• **Short exercise**:
Reproduce every one of the records below verbatim, line for line, and omit the pictures from your copy.

• **Given entries**:
════════════════════

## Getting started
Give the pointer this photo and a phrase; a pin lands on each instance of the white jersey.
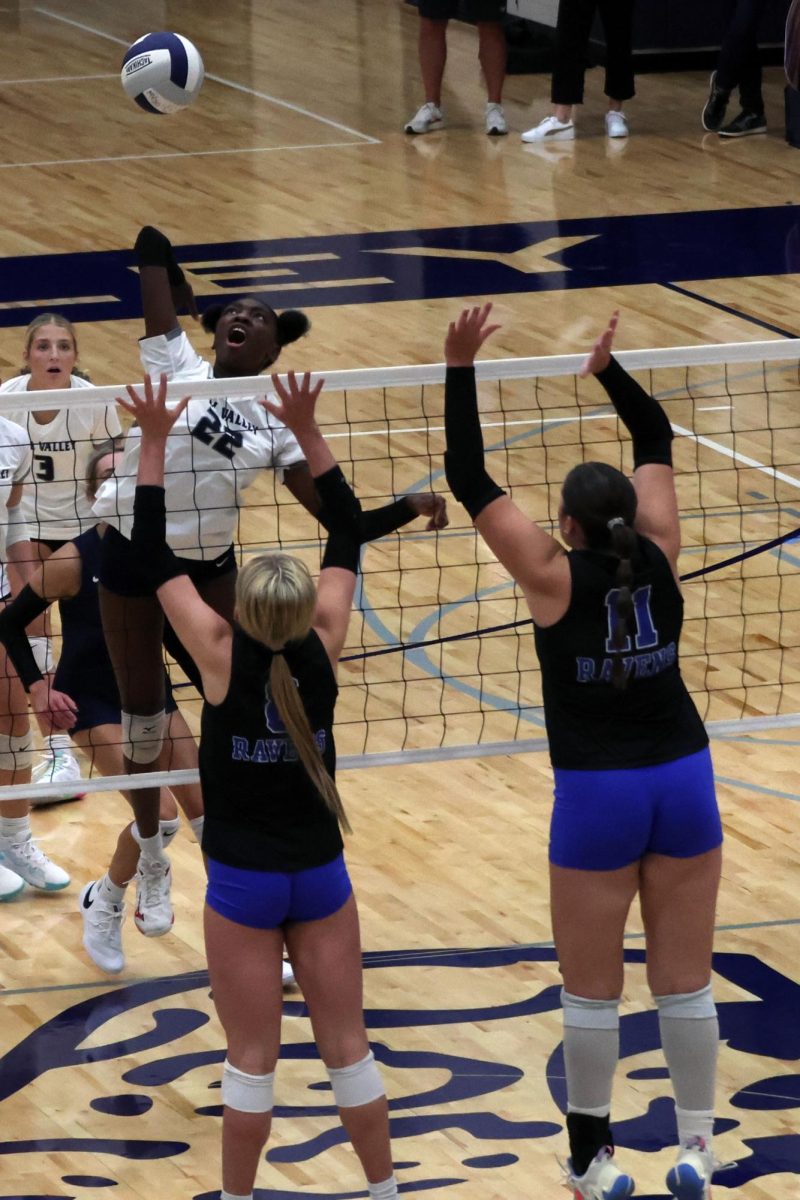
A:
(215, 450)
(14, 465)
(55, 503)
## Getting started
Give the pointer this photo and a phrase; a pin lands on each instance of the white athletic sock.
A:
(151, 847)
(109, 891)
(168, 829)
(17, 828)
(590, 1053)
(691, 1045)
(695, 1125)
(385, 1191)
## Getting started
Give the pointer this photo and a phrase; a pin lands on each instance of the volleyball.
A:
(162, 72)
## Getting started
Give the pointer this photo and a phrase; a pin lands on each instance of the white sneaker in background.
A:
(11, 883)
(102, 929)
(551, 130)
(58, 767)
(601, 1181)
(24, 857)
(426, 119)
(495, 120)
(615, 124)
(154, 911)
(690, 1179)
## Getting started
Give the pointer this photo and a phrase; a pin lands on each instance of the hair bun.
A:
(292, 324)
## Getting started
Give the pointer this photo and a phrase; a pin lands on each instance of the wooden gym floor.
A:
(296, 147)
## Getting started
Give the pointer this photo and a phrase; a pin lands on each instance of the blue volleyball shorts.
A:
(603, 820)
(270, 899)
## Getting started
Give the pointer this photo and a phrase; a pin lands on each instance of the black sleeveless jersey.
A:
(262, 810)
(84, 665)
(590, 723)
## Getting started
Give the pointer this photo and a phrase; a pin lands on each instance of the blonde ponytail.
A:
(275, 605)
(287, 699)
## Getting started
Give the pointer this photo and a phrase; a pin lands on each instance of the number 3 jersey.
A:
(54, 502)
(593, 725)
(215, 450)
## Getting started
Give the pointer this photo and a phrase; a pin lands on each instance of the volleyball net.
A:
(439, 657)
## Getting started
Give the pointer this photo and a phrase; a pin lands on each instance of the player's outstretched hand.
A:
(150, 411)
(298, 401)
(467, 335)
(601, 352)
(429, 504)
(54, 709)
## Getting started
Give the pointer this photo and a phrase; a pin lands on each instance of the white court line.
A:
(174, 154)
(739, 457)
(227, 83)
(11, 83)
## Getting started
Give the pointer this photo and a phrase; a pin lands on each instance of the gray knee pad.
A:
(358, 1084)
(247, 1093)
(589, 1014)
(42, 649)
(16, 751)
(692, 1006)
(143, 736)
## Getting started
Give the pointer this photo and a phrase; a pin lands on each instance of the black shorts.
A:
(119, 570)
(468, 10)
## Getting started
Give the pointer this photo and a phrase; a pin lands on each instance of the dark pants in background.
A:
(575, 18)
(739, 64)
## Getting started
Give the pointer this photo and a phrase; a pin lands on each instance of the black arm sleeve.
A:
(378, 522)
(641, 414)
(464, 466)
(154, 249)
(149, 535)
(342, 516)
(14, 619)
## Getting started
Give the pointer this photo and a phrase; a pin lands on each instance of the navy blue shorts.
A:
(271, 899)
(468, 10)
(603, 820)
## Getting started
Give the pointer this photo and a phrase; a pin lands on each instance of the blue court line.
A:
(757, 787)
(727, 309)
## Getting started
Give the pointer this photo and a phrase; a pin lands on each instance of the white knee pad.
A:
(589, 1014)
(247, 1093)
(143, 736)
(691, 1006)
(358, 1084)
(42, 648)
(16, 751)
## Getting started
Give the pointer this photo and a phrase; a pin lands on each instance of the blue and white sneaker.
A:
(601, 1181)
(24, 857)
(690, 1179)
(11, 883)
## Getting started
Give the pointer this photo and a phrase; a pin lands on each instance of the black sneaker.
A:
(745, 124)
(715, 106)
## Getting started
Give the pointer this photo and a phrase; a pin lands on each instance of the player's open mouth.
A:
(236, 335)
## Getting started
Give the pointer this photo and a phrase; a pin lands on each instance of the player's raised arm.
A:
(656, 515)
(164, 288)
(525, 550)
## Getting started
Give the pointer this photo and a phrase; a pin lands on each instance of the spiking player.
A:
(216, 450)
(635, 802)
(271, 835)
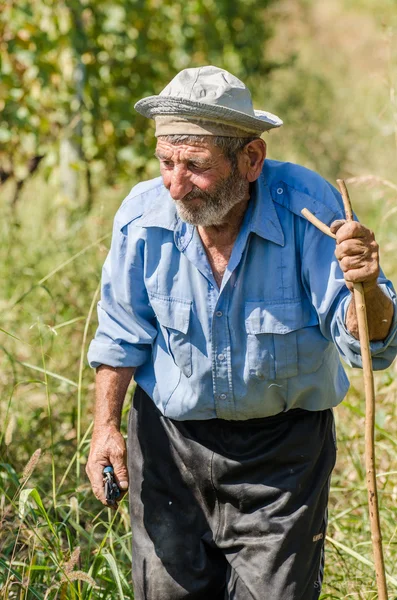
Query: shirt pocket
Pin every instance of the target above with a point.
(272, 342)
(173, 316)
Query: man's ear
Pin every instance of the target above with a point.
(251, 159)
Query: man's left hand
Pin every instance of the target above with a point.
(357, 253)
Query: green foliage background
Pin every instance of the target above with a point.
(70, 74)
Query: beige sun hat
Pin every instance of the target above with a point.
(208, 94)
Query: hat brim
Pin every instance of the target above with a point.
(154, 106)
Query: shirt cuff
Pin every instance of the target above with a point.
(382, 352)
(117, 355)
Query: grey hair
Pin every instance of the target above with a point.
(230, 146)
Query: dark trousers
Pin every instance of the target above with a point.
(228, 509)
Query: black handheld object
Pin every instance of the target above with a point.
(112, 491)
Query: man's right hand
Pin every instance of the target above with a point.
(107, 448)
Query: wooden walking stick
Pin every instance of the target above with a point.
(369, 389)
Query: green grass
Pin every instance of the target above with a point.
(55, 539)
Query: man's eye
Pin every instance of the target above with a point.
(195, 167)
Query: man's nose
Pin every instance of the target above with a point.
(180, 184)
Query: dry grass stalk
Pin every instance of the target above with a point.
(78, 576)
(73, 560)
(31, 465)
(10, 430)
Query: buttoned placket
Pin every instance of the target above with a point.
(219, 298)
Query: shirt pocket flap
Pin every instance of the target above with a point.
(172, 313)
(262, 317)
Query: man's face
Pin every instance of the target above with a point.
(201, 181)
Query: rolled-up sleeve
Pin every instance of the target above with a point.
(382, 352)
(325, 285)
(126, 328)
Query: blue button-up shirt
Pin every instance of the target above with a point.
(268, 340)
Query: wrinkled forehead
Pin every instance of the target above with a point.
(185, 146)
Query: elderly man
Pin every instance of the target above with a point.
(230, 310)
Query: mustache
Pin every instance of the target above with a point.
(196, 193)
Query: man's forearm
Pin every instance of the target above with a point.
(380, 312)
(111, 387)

════════════════════

• **Solution**:
## Getting started
Give the pointer this photo and a phrase; a pin lands on each instance of the white jersey.
A:
(215, 450)
(14, 465)
(55, 503)
## Getting started
Give the pointer this photo and a phrase; a pin lands on each instance of the white athletic sock.
A:
(151, 847)
(109, 891)
(168, 829)
(17, 828)
(590, 1053)
(691, 1045)
(695, 1125)
(385, 1191)
## Getting started
Give the pointer this photo and a phrase; a pin lands on each instance of the volleyball.
A:
(162, 72)
## Getting started
Give the pointer this photo and a phrase; a pin lands on each instance of the white sneaker in background.
A:
(11, 883)
(102, 929)
(551, 130)
(58, 767)
(601, 1181)
(24, 857)
(426, 119)
(495, 120)
(615, 124)
(154, 911)
(690, 1179)
## Getting started
Give the pointer this photo and a phrase; a pin lands on each instance of the hair bun.
A:
(292, 324)
## Getting started
Give the pointer this photo and a phrase; a pin lands on each instance of the wooden gym floor.
A:
(296, 147)
## Getting started
Give the pointer this photo and a phrase; a pin lands on each instance of the blue volleyball shorts.
A:
(603, 820)
(270, 899)
## Getting started
Give the pointer this photo and a phrase; a pin lands on each instance of the black sleeveless jersey.
A:
(262, 810)
(84, 665)
(590, 723)
## Getting started
Give the pointer this photo and a phrase; a pin lands on each instance of the blonde ponytail.
A:
(275, 605)
(287, 699)
## Getting started
Give the pointer this photo and a phrase; a pin lands on each instance of the number 3 jersey.
A:
(54, 502)
(593, 725)
(215, 450)
## Getting started
Give the pointer this photo and a phrase; a pin lands on each instance of the volleyball net.
A:
(439, 657)
## Getting started
Give the pointer this photo and a phrase; a pin lands on each instance of the player's outstretched hand.
A:
(150, 411)
(298, 401)
(467, 335)
(601, 352)
(429, 504)
(54, 709)
## Getting started
Give the pointer this photo and a phrase; a pin lands on each instance of the white court line.
A:
(174, 154)
(739, 457)
(227, 83)
(11, 83)
## Getting started
Give the pointer this photo and a phrase; a pin lands on each instance of the gray knee pad.
A:
(358, 1084)
(247, 1093)
(589, 1014)
(42, 649)
(16, 751)
(692, 1006)
(143, 736)
## Getting started
Give the pointer this photo and a phrase; a pin lands on each instance of the black shorts.
A:
(119, 570)
(468, 10)
## Getting started
Give the pointer this photo and a phrase; a pin lands on each instance of the dark pants in background.
A:
(575, 18)
(739, 64)
## Getting started
Give the pointer this photo and a phrase; a pin lands on each instance of the black arm sleeve.
A:
(378, 522)
(641, 414)
(464, 466)
(154, 249)
(149, 535)
(342, 516)
(14, 619)
## Getting started
Give the pointer this photo and a phrase; a pin lands on each instance of the navy blue shorts.
A:
(271, 899)
(468, 10)
(603, 820)
## Getting started
Give the pointer this photo and a phrase; a pin lands on each instance of the blue court line.
A:
(757, 787)
(727, 309)
## Getting started
Give the pointer this photo and a phrase; a pin lands on each instance of the white knee pad.
A:
(589, 1014)
(247, 1093)
(143, 736)
(691, 1006)
(358, 1084)
(42, 648)
(16, 751)
## Getting started
Give the pointer this photo and a phrase; a pin lands on each instance of the blue and white sneaker.
A:
(601, 1181)
(24, 857)
(690, 1179)
(11, 883)
## Getting started
Give the pointer this photo and a phrase; a pin lands on each instance of the black sneaker.
A:
(745, 124)
(715, 106)
## Getting started
Give the pointer this photo and a phrase; a pin lands on each instance of the player's open mouth.
A:
(236, 335)
## Getting started
Give the pointer this photo and a phrase; a pin lands on each instance of the player's raised arm.
A:
(656, 515)
(164, 288)
(525, 550)
## Getting started
Give the pointer this photo and a phrase; a pin lands on each instance of the spiking player.
A:
(216, 450)
(635, 802)
(271, 835)
Query: shirt pocket
Pin every instance of the target above with a point.
(272, 342)
(173, 316)
Query: man's ear
Pin every instance of the target above with a point.
(251, 159)
Query: man's left hand
Pin every instance of the target above with a point.
(357, 253)
Query: green foliage background
Pin every instance of the target above with a point.
(70, 74)
Query: beige sun hat
Pin every instance of the target above with a point.
(208, 94)
Query: hat brim
Pin every instance of the target above with a point.
(154, 106)
Query: shirt cuff
Pin every instance of the target above with a point.
(382, 352)
(117, 355)
Query: grey hair
Pin every instance of the target above with a point.
(230, 146)
Query: dark trousers
Pin every instance of the target above with a point.
(228, 509)
Query: black handheld object
Pin every instance of the target above with a point.
(112, 491)
Query: man's right hand
Pin every instance of the target above with a point.
(107, 448)
Query: wooden walking stick
Pin every instance of the target above with a point.
(369, 389)
Query: green grass
Pin every instance of the target above with a point.
(55, 539)
Query: man's eye
Pin every instance of the target above with a point.
(195, 167)
Query: man's nose
Pin every instance of the target above with a point.
(180, 184)
Query: dry grass stalk
Pin every instance of the target above with a point.
(78, 576)
(73, 560)
(31, 465)
(10, 430)
Query: buttoned placket
Pin every instance of the target above with a point.
(219, 298)
Query: shirt pocket flap
Pin every instance of the target above with a point.
(172, 313)
(262, 317)
Query: man's face
Pin every instance of the target above with a point.
(201, 181)
Query: rolled-up sleeve
Pin every instance of the target above with a point.
(382, 352)
(325, 285)
(126, 328)
Query: blue button-up shirt
Pin every instance of the target above with a point.
(268, 340)
Query: wrinkled forehead
Pin every instance of the target above with a point.
(185, 146)
Query: elderly man
Pin every instance of the target above with a point.
(230, 310)
Query: mustache
Pin every instance of the target above with a point.
(196, 193)
Query: man's forearm
Pin every instance of the target above with a point.
(380, 312)
(111, 387)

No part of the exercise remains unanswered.